_What you have to do_
Quote each line of the data below word for word, leaving out the pictures.

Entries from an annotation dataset

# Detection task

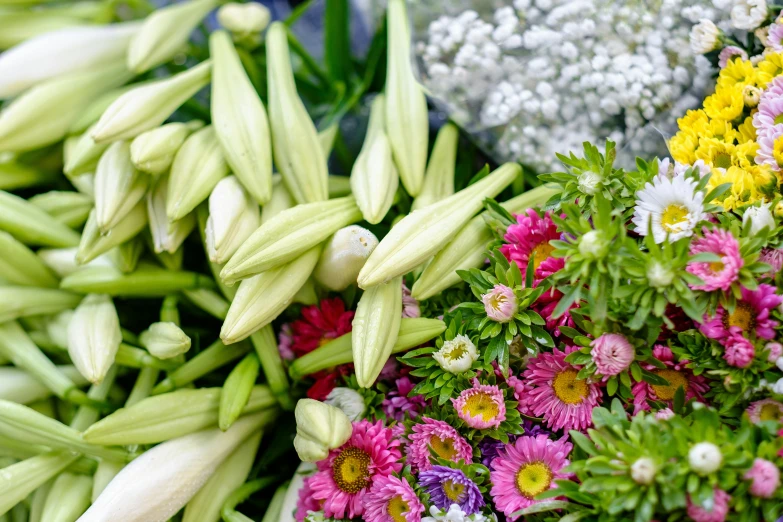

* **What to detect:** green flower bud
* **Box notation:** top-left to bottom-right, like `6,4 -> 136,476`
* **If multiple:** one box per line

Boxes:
351,276 -> 402,388
0,191 -> 79,247
131,120 -> 204,175
166,125 -> 228,221
220,196 -> 361,284
220,246 -> 321,344
266,22 -> 329,203
294,399 -> 352,462
358,162 -> 521,288
386,0 -> 429,197
139,322 -> 190,359
209,28 -> 272,205
351,94 -> 400,224
91,61 -> 212,143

_Worked answer_
# Detection task


* **What to detect:** green flower bud
* **Box notation:** top-left to bottom-right, like `6,4 -> 136,476`
* **If multiple:** one box per line

Boxes:
351,276 -> 402,388
0,191 -> 79,247
131,120 -> 204,175
166,125 -> 228,221
220,196 -> 361,284
220,246 -> 321,344
266,22 -> 329,203
294,399 -> 352,462
358,162 -> 521,288
386,0 -> 429,197
139,322 -> 190,359
209,28 -> 272,205
351,94 -> 400,224
91,61 -> 212,143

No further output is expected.